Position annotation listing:

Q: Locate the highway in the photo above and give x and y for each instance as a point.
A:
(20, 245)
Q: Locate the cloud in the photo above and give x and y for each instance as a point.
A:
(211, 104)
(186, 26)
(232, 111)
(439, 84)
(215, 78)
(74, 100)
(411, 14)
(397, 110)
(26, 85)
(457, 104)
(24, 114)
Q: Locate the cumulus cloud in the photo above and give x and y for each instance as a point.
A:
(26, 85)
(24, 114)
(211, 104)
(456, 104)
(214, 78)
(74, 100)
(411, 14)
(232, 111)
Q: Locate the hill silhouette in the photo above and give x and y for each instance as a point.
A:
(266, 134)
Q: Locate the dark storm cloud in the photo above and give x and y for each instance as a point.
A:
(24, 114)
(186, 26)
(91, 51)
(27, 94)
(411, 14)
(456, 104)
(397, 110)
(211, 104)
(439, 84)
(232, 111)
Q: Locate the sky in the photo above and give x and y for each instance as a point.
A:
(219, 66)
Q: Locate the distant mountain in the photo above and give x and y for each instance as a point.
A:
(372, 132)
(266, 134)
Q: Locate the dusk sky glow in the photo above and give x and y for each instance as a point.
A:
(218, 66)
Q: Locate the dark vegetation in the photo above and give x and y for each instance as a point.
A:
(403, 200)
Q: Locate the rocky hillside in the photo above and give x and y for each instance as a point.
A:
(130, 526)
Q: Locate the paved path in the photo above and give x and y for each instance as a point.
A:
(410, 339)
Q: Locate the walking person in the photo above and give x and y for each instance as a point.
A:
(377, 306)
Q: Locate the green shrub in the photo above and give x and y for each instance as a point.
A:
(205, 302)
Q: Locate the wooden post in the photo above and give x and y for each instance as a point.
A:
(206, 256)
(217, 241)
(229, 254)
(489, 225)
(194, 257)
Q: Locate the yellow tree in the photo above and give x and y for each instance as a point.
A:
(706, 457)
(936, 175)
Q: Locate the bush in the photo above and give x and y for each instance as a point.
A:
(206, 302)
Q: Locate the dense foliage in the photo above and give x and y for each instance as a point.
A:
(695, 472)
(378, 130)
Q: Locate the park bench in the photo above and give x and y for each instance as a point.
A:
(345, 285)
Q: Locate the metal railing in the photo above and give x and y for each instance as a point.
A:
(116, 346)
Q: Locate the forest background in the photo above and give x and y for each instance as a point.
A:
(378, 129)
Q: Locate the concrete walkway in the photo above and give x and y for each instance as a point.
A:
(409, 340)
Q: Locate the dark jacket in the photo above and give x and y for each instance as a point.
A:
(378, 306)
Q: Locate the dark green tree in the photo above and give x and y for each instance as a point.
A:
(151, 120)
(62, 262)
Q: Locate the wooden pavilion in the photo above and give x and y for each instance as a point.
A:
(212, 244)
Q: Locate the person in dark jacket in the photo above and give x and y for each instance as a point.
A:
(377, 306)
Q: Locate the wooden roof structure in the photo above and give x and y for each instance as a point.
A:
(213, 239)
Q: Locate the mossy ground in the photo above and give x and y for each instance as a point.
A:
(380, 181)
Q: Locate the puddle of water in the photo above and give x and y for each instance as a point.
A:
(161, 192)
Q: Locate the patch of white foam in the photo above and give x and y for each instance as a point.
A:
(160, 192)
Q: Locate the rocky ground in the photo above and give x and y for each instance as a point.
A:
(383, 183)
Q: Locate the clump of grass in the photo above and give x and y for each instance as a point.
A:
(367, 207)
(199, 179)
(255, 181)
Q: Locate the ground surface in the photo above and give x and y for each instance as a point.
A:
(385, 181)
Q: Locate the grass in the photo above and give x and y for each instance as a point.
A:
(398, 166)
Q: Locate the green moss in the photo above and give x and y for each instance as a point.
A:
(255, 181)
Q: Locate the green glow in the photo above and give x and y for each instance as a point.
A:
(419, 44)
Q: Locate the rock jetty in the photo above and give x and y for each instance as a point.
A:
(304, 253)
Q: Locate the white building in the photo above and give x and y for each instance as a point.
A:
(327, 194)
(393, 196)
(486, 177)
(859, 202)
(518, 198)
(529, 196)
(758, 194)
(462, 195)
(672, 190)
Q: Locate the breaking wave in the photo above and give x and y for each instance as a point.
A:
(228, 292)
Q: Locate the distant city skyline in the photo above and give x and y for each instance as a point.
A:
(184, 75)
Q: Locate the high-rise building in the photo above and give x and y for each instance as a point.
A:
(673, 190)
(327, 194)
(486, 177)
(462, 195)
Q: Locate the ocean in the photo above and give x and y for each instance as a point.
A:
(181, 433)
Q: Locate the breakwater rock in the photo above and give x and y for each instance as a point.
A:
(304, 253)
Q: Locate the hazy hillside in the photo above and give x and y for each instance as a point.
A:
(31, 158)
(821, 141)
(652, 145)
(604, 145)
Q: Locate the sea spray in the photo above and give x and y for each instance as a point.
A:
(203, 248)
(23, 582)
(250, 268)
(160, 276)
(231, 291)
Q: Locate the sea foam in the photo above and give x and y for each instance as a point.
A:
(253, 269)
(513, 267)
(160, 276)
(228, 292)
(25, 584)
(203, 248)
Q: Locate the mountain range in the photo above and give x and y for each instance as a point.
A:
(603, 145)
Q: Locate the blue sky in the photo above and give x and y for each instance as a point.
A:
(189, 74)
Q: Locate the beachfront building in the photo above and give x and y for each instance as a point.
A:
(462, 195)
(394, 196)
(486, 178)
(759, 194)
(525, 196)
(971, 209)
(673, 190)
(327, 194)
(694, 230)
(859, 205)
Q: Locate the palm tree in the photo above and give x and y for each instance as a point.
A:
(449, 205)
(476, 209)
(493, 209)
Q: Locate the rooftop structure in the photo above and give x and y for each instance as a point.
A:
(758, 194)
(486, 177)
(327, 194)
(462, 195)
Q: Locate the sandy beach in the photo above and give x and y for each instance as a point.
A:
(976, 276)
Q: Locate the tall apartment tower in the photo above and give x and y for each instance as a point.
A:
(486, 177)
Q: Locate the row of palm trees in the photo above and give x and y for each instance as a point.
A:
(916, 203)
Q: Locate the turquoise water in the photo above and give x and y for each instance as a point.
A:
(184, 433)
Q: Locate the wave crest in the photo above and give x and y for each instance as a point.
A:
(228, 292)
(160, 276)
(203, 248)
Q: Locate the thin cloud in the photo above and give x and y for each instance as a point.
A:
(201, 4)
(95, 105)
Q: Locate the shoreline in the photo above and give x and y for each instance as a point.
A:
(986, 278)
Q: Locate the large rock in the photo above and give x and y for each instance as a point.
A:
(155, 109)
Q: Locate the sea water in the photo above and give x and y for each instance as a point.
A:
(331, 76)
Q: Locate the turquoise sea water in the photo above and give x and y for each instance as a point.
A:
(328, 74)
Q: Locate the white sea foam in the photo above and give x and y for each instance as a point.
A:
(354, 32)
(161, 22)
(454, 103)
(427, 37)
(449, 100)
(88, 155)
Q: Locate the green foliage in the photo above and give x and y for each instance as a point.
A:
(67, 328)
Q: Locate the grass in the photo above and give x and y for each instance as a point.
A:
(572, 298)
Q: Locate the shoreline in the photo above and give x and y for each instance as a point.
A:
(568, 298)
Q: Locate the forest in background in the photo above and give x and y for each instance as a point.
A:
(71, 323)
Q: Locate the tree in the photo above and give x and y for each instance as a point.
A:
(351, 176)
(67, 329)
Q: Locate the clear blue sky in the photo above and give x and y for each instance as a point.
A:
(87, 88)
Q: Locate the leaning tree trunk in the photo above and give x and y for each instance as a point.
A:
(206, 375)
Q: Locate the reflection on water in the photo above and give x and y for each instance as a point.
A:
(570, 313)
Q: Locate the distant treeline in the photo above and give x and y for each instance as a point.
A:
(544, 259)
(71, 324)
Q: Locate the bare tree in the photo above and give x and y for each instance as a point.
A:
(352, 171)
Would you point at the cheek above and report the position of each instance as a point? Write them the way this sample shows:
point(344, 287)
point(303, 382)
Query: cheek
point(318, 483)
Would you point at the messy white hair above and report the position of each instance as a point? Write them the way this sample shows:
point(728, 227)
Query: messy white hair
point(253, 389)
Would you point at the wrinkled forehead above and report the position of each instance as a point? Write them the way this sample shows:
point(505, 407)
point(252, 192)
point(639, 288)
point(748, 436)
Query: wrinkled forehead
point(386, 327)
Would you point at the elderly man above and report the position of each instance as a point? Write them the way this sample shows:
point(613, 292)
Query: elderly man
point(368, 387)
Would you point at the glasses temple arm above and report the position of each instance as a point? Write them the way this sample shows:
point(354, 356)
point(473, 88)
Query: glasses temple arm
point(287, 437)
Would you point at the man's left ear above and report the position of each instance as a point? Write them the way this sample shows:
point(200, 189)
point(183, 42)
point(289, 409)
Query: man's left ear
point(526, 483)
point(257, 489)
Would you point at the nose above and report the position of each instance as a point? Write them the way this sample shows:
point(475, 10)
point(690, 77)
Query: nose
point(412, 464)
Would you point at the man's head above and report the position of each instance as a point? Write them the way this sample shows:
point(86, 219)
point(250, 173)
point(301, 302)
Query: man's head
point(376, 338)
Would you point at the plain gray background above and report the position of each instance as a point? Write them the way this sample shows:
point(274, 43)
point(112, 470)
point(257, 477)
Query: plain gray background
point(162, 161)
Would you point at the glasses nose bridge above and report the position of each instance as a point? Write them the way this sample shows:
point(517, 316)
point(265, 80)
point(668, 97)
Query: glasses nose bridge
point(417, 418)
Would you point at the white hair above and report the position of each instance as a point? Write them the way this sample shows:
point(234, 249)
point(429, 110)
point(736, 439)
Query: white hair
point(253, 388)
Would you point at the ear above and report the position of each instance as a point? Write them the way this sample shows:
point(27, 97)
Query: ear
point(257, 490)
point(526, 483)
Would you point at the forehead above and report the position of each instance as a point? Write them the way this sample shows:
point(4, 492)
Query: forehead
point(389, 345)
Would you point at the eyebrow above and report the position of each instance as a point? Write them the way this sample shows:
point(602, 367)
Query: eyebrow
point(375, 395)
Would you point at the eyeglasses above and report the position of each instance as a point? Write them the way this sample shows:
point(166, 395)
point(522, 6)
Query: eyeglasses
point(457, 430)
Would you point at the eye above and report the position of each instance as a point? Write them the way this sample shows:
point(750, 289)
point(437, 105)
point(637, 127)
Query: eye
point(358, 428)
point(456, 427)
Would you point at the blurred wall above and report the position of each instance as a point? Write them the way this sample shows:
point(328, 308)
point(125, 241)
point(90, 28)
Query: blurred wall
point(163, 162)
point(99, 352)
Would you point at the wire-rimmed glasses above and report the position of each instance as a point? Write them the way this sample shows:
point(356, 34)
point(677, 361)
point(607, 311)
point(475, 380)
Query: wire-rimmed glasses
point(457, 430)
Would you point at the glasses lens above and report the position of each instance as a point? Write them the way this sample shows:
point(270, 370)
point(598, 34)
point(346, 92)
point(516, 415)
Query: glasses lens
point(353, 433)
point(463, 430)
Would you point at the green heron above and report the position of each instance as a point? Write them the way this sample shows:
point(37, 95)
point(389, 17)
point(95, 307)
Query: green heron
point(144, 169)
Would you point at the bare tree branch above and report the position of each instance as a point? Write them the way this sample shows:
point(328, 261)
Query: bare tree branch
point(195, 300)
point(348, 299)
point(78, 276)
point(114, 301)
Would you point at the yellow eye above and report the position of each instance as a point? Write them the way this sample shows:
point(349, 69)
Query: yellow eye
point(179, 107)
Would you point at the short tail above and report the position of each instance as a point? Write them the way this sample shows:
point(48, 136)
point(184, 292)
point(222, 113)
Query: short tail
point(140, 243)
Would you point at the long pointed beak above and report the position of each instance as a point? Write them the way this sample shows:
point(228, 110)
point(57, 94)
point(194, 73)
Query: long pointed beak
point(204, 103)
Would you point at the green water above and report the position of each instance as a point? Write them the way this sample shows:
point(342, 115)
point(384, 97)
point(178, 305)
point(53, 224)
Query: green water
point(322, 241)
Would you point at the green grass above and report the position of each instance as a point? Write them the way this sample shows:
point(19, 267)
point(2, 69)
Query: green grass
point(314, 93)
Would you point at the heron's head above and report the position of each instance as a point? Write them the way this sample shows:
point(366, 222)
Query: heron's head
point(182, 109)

**AIM OF THE TASK:** Rewrite the listing from the line that contains "Would you point at the cheek" through the line that contains "point(253, 389)", putting "tangled gray hair" in place of "messy white hair" and leaving everything else unchanged.

**REPLY:**
Would you point at the cheek above and report the position of each instance as a point? Write them the way this sample shows:
point(344, 287)
point(303, 382)
Query: cheek
point(318, 483)
Would you point at the tangled gray hair above and report the position of each instance as a point? Write them the way this sample shows:
point(728, 227)
Query: tangled gray hair
point(253, 389)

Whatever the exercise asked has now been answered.